Exercise details —
Can you reproduce each of the records below word for word, leaving nothing out?

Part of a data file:
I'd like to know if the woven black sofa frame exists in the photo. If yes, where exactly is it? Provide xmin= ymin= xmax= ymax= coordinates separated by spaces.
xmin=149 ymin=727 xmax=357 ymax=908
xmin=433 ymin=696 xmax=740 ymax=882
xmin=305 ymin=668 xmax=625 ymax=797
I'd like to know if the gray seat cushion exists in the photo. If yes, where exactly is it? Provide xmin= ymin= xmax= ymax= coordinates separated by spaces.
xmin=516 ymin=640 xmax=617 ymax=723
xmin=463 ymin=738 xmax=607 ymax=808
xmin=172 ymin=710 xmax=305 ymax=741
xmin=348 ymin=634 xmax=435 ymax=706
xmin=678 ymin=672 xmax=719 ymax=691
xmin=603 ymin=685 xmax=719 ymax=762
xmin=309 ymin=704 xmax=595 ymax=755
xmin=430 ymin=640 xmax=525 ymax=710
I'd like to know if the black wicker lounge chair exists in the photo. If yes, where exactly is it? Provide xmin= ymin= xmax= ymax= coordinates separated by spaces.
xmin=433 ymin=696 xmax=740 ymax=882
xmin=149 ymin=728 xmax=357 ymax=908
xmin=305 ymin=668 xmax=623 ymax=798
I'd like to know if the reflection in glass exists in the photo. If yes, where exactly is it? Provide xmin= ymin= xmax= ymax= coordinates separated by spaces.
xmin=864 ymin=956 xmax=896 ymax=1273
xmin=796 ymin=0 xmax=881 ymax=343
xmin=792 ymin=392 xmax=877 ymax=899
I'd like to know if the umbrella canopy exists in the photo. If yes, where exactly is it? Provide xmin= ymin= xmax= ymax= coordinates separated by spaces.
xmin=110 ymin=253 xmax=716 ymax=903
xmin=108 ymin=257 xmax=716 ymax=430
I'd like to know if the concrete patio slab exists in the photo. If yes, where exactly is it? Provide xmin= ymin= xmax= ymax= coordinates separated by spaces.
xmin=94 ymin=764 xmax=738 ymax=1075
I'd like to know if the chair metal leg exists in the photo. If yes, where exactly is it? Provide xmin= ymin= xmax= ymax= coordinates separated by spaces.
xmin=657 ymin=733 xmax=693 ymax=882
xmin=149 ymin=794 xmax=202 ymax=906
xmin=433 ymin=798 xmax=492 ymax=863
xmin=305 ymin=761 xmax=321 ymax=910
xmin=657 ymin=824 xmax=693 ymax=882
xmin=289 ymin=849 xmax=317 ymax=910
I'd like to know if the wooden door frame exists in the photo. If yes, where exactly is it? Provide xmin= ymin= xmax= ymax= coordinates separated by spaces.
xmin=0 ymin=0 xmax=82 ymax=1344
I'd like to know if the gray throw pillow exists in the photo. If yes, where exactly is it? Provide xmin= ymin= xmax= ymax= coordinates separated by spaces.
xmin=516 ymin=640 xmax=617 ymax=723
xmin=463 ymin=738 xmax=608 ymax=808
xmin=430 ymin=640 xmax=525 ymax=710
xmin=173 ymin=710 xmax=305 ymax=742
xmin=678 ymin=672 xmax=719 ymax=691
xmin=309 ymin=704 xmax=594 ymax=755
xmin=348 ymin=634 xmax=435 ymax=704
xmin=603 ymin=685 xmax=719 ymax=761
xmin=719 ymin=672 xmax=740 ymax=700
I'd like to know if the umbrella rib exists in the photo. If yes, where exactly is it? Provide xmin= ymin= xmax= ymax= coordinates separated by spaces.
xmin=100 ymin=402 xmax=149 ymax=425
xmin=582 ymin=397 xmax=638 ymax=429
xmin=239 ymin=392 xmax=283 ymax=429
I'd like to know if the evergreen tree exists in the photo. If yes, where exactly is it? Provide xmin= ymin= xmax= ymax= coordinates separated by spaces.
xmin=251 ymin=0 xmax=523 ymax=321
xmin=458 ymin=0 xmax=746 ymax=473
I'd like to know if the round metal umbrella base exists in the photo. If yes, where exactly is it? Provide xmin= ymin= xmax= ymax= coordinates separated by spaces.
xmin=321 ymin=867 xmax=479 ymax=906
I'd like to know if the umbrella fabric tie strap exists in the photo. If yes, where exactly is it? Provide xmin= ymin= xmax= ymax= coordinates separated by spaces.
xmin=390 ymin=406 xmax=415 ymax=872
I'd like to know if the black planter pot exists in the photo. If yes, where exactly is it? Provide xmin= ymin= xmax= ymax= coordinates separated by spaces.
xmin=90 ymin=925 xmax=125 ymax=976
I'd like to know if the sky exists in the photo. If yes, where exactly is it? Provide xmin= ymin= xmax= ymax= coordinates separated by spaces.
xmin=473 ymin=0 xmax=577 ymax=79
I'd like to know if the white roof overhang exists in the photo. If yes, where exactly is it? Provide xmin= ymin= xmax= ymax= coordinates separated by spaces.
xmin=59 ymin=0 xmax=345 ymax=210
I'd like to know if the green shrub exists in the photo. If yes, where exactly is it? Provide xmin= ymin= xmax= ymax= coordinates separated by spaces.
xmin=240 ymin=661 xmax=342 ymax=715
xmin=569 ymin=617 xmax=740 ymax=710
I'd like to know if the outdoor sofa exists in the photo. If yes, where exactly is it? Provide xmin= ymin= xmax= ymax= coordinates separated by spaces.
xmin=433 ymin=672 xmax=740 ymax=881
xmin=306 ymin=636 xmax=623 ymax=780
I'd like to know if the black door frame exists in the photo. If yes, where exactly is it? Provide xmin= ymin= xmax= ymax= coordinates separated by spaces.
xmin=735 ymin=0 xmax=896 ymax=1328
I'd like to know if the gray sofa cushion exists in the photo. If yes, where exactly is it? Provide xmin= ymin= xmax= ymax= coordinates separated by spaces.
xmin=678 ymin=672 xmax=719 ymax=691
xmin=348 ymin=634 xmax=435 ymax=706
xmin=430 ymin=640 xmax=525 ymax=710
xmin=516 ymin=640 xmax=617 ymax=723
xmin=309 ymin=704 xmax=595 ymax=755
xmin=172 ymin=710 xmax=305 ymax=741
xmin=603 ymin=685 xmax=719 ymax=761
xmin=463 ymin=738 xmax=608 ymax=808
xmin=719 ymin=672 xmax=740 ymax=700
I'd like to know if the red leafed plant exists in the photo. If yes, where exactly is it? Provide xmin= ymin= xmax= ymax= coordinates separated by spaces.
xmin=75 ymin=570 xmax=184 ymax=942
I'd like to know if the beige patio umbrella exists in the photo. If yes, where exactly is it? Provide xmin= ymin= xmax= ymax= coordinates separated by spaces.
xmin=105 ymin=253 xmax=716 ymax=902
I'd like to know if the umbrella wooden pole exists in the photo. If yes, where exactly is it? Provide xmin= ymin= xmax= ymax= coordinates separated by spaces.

Output of the task —
I'd like to know if the woven black sofa frame exists in the photo. If yes, where exactly is it? Provide xmin= ymin= xmax= ymax= coordinates separated by spaces.
xmin=149 ymin=727 xmax=357 ymax=908
xmin=433 ymin=696 xmax=740 ymax=882
xmin=305 ymin=668 xmax=625 ymax=797
I'd like to know if the gray seat cushion exists in the photo. If yes, where exactly is it? Provide xmin= ymin= xmax= ymax= coordinates separated by spaces.
xmin=516 ymin=640 xmax=617 ymax=723
xmin=463 ymin=738 xmax=607 ymax=808
xmin=172 ymin=710 xmax=305 ymax=741
xmin=348 ymin=634 xmax=435 ymax=706
xmin=678 ymin=672 xmax=719 ymax=691
xmin=603 ymin=685 xmax=719 ymax=762
xmin=309 ymin=704 xmax=595 ymax=755
xmin=430 ymin=640 xmax=525 ymax=710
I'd like to know if the black wicker lounge chair exists in the photo. If yes, where exactly is it? Provide xmin= ymin= xmax= ymax= coordinates separated by spaces.
xmin=433 ymin=696 xmax=740 ymax=882
xmin=149 ymin=728 xmax=357 ymax=908
xmin=305 ymin=668 xmax=623 ymax=798
I'd like to know if the reflection in glass exists in the photo. If yes, where exactly is it? Provide xmin= ymin= xmax= ymax= coordinates separated by spaces.
xmin=864 ymin=956 xmax=896 ymax=1273
xmin=796 ymin=0 xmax=881 ymax=343
xmin=792 ymin=392 xmax=877 ymax=899
I'd like to know if the umbrella canopy exists in the photo. If yes, where exactly is it? Provide xmin= ymin= xmax= ymax= coordinates separated by spaces.
xmin=110 ymin=253 xmax=716 ymax=903
xmin=108 ymin=257 xmax=716 ymax=430
I'd like to know if the concrete patio slab exists in the photo. If yes, where exactly is it? Provide xmin= ymin= xmax= ymax= coordinates separated by spaces.
xmin=94 ymin=764 xmax=738 ymax=1075
I'd like to know if the chair metal leg exists in the photo. If yes, where exactly is it? Provide xmin= ymin= xmax= ymax= coordinates separated by spaces.
xmin=657 ymin=733 xmax=693 ymax=882
xmin=149 ymin=794 xmax=202 ymax=906
xmin=433 ymin=798 xmax=492 ymax=863
xmin=305 ymin=761 xmax=321 ymax=910
xmin=657 ymin=824 xmax=693 ymax=882
xmin=289 ymin=849 xmax=317 ymax=910
I'd like to know if the wooden door frame exists in the photo. If yes, where exactly is it? Provide xmin= ymin= xmax= ymax= coordinates separated by spaces.
xmin=0 ymin=0 xmax=82 ymax=1344
I'd like to know if the gray throw pillow exists in the photo. If yes, where exactly is it? Provide xmin= ymin= xmax= ymax= coordinates separated by spaces.
xmin=516 ymin=640 xmax=617 ymax=723
xmin=463 ymin=738 xmax=608 ymax=808
xmin=430 ymin=640 xmax=525 ymax=710
xmin=173 ymin=710 xmax=305 ymax=742
xmin=678 ymin=672 xmax=719 ymax=691
xmin=309 ymin=704 xmax=594 ymax=755
xmin=348 ymin=634 xmax=435 ymax=704
xmin=603 ymin=685 xmax=719 ymax=761
xmin=719 ymin=672 xmax=740 ymax=700
I'd like to know if the umbrella rib exists in the photo. If yes, where exactly is it? Provide xmin= ymin= xmax= ymax= coordinates separated by spaces.
xmin=100 ymin=402 xmax=149 ymax=425
xmin=582 ymin=397 xmax=638 ymax=429
xmin=239 ymin=392 xmax=283 ymax=429
I'd like to know if the evergreen tree exists in the photo. If yes, where exactly is it? Provide xmin= ymin= xmax= ymax= coordinates separated by spaces.
xmin=251 ymin=0 xmax=523 ymax=321
xmin=458 ymin=0 xmax=746 ymax=473
I'd like to know if the round metal umbrella base exists in the photo. If yes, where exactly is it? Provide xmin= ymin= xmax= ymax= coordinates separated by spaces.
xmin=321 ymin=867 xmax=479 ymax=906
I'd like to know if the umbrella fabric tie strap exists in the photo. If yes, where exactly is it? Provide xmin= ymin= xmax= ymax= coordinates separated by spaces.
xmin=390 ymin=406 xmax=415 ymax=872
I'd like to know if the black planter pot exists in the photo. If yes, where exactly is it? Provide xmin= ymin= xmax= ymax= coordinates separated by spaces.
xmin=90 ymin=925 xmax=125 ymax=976
I'd like to know if the sky exists in the photo. If yes, where exactly is it? Provide xmin= ymin= xmax= ymax= coordinates separated by spaces.
xmin=473 ymin=0 xmax=577 ymax=79
I'd like to know if the white roof overhang exists in the photo. If yes, where exactly is it? Provide xmin= ymin= xmax= ymax= coordinates separated by spaces.
xmin=59 ymin=0 xmax=345 ymax=210
I'd like to know if the green shrub exists in the photo. If yes, where exactly is it? Provide xmin= ymin= xmax= ymax= coordinates separated by spaces.
xmin=240 ymin=661 xmax=342 ymax=715
xmin=569 ymin=617 xmax=740 ymax=710
I'd like to know if the outdoor sofa exists in the photo. If yes, where exactly is it? Provide xmin= ymin= xmax= ymax= coordinates separated by spaces.
xmin=433 ymin=672 xmax=740 ymax=881
xmin=306 ymin=636 xmax=623 ymax=780
I'd like to know if the black door frame exists in the photo. If yes, where exactly is it? Provide xmin= ymin= xmax= ymax= coordinates separated by spaces.
xmin=735 ymin=0 xmax=896 ymax=1328
I'd like to know if the gray sofa cushion exists in the photo. If yes, where exactly is it? Provide xmin= ymin= xmax= ymax= coordinates separated by spaces.
xmin=678 ymin=672 xmax=719 ymax=691
xmin=348 ymin=634 xmax=435 ymax=706
xmin=430 ymin=640 xmax=525 ymax=710
xmin=516 ymin=640 xmax=617 ymax=723
xmin=309 ymin=704 xmax=595 ymax=755
xmin=172 ymin=710 xmax=305 ymax=741
xmin=603 ymin=685 xmax=719 ymax=761
xmin=463 ymin=738 xmax=608 ymax=808
xmin=719 ymin=672 xmax=740 ymax=700
I'd like to know if the red leafed plant exists in the photo. If yes, where exactly is it? Provide xmin= ymin= xmax= ymax= coordinates separated by spaces.
xmin=75 ymin=570 xmax=184 ymax=942
I'd like to know if the beige patio umbrella exists in the photo. If yes, where exactly is it? Provide xmin= ymin= xmax= ymax= coordinates separated by spaces.
xmin=105 ymin=253 xmax=716 ymax=902
I'd like to know if the umbrella wooden pole exists in the photo. If yes, where exactly is it? Provide xmin= ymin= xmax= ymax= coordinates separated by spaces.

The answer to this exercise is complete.